Items from a dataset:
*-*-*

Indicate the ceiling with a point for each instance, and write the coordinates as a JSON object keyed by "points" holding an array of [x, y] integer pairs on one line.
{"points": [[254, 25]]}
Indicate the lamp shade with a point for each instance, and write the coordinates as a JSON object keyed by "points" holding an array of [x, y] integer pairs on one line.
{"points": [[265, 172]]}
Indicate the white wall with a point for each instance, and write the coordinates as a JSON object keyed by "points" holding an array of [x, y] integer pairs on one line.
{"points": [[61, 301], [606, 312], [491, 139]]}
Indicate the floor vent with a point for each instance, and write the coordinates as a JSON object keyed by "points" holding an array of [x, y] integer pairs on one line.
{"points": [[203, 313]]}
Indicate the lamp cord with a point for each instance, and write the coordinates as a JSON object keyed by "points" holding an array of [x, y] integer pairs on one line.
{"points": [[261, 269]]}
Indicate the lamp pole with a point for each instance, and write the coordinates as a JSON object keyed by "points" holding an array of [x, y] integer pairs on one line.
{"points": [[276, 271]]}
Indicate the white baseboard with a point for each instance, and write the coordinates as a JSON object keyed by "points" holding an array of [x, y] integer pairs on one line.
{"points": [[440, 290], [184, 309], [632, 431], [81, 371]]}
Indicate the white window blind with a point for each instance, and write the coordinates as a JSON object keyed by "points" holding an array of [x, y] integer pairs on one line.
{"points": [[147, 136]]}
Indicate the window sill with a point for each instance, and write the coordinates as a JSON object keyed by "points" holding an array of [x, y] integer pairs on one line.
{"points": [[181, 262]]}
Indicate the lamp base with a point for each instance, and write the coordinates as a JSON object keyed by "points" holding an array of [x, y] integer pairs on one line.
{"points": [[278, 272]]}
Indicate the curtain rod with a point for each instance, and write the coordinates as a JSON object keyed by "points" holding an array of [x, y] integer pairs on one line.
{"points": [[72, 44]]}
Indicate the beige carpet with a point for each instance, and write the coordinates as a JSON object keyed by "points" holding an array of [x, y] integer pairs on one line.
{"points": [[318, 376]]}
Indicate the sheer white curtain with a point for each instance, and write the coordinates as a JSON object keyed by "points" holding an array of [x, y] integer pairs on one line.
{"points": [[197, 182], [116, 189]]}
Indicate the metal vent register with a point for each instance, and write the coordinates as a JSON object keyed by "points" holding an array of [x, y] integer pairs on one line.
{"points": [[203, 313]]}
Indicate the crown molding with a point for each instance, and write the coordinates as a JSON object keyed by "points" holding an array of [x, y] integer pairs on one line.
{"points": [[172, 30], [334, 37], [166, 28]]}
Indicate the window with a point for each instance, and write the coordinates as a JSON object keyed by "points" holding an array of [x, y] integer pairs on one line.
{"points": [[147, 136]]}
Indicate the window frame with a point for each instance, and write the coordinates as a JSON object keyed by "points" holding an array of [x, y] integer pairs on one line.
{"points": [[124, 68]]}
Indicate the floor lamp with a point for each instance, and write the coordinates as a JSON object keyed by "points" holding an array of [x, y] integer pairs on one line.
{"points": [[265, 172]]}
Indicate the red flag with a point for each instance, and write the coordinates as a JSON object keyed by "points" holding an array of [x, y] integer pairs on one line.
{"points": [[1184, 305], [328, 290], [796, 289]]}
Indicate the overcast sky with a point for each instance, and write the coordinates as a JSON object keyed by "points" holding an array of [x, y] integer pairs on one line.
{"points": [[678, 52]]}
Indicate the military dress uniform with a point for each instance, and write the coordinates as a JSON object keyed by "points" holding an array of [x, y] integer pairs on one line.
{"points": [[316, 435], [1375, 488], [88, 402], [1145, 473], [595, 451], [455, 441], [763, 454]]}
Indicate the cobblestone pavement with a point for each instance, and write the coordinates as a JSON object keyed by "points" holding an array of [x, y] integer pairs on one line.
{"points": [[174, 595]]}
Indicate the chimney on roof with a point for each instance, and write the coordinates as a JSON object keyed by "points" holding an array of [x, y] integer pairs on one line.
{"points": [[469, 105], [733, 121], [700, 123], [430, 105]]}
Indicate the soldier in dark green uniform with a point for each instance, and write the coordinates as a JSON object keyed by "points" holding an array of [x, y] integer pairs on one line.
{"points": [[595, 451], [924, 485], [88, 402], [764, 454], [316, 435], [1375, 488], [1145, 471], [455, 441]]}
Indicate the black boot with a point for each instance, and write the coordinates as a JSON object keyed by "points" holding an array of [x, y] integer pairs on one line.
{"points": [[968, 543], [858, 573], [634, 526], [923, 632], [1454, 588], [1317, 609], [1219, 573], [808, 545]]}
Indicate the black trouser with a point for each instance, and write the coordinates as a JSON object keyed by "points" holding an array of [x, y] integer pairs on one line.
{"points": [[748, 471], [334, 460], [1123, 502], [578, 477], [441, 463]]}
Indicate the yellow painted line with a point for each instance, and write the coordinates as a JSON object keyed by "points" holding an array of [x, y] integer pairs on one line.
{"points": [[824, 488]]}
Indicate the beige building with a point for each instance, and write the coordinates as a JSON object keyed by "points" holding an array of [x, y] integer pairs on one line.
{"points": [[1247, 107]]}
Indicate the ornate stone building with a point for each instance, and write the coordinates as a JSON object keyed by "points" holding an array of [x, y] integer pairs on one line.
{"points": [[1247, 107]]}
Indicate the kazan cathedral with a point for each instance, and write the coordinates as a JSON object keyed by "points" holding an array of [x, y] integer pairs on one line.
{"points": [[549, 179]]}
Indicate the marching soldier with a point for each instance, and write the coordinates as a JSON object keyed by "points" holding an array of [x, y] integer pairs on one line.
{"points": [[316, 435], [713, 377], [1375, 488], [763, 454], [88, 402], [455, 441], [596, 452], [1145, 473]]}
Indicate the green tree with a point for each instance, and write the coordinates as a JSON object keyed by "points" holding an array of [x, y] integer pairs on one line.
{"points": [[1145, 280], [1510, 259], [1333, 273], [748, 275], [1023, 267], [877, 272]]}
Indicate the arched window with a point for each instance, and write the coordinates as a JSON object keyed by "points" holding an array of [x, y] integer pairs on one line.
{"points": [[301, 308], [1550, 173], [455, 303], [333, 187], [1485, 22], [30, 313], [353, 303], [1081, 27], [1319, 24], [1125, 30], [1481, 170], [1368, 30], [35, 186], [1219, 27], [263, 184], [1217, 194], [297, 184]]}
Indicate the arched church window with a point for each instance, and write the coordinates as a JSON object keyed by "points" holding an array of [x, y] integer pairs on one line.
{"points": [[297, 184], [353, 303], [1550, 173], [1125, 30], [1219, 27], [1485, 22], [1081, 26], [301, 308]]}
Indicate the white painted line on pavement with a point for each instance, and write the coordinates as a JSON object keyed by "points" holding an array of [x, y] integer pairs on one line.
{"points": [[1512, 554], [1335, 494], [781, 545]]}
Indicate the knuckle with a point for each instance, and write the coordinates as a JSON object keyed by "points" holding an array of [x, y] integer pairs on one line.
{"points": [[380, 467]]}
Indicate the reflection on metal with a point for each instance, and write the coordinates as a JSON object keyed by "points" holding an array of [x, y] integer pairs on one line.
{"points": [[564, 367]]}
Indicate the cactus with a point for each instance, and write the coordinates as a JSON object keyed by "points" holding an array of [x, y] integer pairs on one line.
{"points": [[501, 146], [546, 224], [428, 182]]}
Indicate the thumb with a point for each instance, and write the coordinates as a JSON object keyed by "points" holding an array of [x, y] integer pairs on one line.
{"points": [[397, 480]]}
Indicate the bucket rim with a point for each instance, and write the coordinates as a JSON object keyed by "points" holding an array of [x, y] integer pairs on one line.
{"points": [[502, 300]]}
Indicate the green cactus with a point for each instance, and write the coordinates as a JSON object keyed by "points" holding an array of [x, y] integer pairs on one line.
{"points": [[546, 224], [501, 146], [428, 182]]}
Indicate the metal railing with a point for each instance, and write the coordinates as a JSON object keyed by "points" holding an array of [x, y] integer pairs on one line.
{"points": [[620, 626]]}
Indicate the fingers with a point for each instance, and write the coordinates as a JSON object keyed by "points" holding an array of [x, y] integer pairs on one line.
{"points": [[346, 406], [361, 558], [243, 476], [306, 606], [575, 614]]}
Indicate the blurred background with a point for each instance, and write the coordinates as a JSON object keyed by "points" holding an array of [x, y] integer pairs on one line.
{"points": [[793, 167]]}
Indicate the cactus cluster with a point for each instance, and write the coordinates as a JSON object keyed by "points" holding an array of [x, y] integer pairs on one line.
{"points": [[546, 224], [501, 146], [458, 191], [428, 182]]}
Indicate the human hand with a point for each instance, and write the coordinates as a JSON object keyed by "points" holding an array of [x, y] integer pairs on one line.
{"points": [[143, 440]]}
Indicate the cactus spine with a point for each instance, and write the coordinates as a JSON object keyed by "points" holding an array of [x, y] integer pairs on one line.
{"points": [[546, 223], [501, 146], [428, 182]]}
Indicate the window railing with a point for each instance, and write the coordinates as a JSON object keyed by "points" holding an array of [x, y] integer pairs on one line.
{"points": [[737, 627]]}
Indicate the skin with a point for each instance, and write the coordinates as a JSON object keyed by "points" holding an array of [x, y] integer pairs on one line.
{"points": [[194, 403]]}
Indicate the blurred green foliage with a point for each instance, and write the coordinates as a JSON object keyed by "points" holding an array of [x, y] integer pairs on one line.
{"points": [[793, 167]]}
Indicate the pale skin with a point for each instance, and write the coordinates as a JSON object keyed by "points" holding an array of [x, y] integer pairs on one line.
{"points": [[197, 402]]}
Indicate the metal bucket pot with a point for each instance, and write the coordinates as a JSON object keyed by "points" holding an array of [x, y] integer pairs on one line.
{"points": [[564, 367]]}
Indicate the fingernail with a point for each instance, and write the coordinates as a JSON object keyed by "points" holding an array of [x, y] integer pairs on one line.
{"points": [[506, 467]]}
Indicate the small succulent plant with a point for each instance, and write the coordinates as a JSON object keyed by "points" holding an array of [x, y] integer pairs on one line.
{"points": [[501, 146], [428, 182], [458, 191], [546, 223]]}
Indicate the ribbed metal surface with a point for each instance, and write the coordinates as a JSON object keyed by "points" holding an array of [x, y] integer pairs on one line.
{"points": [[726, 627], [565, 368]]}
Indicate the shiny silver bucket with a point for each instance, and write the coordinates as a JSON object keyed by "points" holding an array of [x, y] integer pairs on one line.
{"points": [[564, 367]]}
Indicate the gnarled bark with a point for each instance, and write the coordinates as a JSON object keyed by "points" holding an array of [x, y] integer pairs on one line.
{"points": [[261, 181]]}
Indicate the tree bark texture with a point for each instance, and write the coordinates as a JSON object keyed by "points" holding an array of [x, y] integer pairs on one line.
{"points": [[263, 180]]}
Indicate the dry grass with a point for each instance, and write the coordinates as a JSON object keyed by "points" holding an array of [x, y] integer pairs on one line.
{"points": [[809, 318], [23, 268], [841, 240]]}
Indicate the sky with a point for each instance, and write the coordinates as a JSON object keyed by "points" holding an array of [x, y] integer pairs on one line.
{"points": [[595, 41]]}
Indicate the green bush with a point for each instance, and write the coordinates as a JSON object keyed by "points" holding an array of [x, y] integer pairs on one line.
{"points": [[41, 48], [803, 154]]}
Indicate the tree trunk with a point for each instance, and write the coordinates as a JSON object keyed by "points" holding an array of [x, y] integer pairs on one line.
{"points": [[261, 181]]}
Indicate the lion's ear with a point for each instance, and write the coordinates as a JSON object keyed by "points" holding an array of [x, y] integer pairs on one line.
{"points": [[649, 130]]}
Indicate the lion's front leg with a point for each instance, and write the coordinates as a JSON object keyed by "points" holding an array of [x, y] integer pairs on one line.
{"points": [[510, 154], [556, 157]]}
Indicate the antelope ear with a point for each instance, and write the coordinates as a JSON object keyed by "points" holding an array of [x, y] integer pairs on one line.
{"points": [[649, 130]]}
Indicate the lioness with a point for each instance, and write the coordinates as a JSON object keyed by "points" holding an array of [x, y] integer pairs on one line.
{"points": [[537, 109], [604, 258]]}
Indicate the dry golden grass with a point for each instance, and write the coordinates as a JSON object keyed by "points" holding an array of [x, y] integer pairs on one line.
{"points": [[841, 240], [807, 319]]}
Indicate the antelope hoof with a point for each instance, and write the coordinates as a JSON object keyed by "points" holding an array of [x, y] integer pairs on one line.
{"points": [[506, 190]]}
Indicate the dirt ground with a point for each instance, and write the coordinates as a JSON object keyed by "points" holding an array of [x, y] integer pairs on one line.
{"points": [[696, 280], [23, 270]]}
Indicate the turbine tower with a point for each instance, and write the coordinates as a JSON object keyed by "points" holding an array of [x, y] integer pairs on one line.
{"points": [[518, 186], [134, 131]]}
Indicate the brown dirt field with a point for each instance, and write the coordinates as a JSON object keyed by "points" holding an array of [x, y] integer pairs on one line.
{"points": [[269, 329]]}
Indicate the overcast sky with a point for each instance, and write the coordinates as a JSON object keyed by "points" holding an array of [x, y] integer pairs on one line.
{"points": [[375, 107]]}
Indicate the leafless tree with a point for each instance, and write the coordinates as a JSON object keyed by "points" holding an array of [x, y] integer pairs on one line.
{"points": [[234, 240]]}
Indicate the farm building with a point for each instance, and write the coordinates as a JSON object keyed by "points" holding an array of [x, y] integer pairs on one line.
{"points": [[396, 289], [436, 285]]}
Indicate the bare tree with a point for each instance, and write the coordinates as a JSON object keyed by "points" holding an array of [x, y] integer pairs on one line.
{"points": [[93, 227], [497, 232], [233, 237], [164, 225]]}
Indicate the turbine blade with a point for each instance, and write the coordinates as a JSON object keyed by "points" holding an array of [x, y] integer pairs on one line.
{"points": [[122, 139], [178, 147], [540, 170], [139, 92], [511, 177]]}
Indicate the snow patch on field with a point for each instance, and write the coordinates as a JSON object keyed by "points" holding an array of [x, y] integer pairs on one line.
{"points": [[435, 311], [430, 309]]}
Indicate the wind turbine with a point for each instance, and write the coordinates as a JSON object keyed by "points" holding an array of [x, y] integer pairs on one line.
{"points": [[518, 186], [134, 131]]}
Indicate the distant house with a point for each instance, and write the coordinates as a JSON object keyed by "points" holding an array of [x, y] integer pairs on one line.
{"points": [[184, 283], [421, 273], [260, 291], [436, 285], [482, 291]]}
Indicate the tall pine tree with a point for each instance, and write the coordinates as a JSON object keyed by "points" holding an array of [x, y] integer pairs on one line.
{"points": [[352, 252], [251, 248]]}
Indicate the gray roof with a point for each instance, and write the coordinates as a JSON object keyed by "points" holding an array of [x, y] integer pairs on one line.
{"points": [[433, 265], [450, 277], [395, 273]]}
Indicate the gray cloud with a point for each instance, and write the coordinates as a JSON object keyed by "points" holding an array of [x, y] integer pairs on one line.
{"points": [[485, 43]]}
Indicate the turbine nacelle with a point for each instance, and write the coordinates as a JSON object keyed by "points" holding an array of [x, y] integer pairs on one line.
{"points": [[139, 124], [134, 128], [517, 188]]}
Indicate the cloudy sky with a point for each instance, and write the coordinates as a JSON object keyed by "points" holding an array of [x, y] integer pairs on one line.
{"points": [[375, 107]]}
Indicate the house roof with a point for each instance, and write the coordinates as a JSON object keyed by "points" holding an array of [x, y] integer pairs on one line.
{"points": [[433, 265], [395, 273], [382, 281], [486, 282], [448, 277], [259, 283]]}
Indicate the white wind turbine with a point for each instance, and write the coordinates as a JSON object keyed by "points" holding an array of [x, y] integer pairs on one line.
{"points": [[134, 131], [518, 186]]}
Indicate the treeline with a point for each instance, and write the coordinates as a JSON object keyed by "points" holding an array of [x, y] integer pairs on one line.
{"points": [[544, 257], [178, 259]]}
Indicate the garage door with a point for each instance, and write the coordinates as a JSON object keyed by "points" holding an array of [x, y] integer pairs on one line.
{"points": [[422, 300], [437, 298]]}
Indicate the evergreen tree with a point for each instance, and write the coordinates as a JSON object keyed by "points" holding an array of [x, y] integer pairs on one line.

*-*-*

Your task is to transcribe the line containing "Indicate the white wind turbine" and every line after it, through the last line of the data, exactly as written and with nothing more.

Indicate the white wind turbine with a point for each instance, and write the coordinates as a JSON object keyed by "points" holding an array of [x, y] integer pairs on one line.
{"points": [[134, 131], [518, 186]]}
Indicate the treeline with a point for each instance, and write the coordinates as a JSON object keyed by "points" holding an array of [x, y] integer pairs on one line.
{"points": [[544, 257], [178, 259]]}
Indicate the garage door with a point for each instance, and write the coordinates as a JSON object keyed by "points" holding an array of [x, y] integer pairs on one line.
{"points": [[422, 300], [437, 298]]}
Indicate the evergreen tree with a point for each instance, and write the coordinates as a JSON object keyed by "points" holding an array of [x, y] integer pairs on one line.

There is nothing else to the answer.